**Selected text**

* start *

[mpich-discuss] How to use non-blocking send/receive without calling MPI_Wait
Lei Shi
lshi at ku.edu
Tue Apr 7 02:39:14 CDT 2015
On Tue, Apr 7, 2015 at 2:37 AM, Lei Shi <leishi at ku.edu> wrote:
> Hi Huiwei and Jeff,
>
> I use hybrid OpenMP/MPI to do overlap communication. So I put all
> communication in one dedicated OpenMP thread and computation in the other
> thread. For this case, I'm using intel MPI library. Probably I did some
> mistakes
>
> One version of my code using one dedicated thread to do messaging is like
> this
>
> /* hybrid mpi/openmp overlap **/template<typename T>void CPR_NS_3D_Solver<T>::UpdateRes(T**q, T**res){
> int thread_id,n_thread;
> int sol_rev_flag=0,grad_rev_flag=0;
>
> // Explicitly disable dynamic teams
> omp_set_dynamic(0);
> // Use 2 threads for all consecutive parallel regions
> omp_set_num_threads(2);
> #pragma omp parallel default(shared) private(thread_id)

* end *

[Entries from a pointing dataset]
* start *

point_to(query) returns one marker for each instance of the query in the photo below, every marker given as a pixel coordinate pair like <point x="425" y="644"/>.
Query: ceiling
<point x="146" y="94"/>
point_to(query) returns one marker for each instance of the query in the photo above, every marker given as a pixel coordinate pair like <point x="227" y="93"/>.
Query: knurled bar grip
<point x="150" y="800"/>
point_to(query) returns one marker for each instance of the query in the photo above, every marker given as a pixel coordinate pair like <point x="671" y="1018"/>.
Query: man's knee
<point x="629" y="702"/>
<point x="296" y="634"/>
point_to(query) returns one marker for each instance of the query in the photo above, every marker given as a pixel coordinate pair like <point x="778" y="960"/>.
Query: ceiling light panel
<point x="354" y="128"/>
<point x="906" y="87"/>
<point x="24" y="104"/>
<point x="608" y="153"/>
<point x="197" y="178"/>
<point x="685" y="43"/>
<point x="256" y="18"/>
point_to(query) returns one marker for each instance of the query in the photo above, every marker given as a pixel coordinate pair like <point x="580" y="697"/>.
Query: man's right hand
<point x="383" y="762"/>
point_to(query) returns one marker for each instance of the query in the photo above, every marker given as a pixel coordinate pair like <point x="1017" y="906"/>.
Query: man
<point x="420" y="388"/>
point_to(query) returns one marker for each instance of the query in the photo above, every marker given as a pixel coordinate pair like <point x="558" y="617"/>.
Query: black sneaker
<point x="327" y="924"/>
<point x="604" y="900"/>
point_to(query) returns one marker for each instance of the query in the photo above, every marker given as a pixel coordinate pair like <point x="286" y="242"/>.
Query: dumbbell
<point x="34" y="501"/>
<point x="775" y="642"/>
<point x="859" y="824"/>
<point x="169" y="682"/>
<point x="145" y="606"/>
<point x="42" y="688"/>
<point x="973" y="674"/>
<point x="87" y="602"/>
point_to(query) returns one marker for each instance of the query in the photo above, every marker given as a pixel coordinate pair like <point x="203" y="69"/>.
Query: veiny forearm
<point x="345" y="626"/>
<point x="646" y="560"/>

* end *

**Short problem**
Write what comes next in the mpich-discuss post on using non-blocking send/receive without MPI_Wait, starting right after its last line.

**Written response**
> {
> thread_id=omp_get_thread_num();
> n_thread=omp_get_num_threads();
>
> /** communication thread **/
> if(thread_id==1){
> SendInterfaceSol();
> RevInterfaceSol();#pragma omp flush
> sol_rev_flag=1;#pragma omp flush(sol_rev_flag)
> }
>
> /** computation thread **/
> if(thread_id==0){
> ResFromDivInvisFlux(q,res); //local computation
> #pragma omp flush(sol_rev_flag)
> while(sol_rev_flag!=1){ #pragma omp flush(sol_rev_flag)
> }#pragma omp flush
> ResFromFluxCorrection(q,res); //depends on interface sol
> }
> }//end of omp
> }
>
> template<typename T>
>
> void CPR_NS_3D_Solver<T>::SendInterfaceSol(){
> uint *n_if_to_proc=this->grid_->num_iface_proc;
> uint **if_to_proc=this->grid_->snd_iface_proc;
> uint **rev_if_to_f=this->grid_->rev_iface_proc;
>
> int tag=52;
> for(int p2=0;p2<_n_proc;++p2){
> if(p2!=_proc_id){
> int nif=n_if_to_proc[p2];
> //pack data to send ....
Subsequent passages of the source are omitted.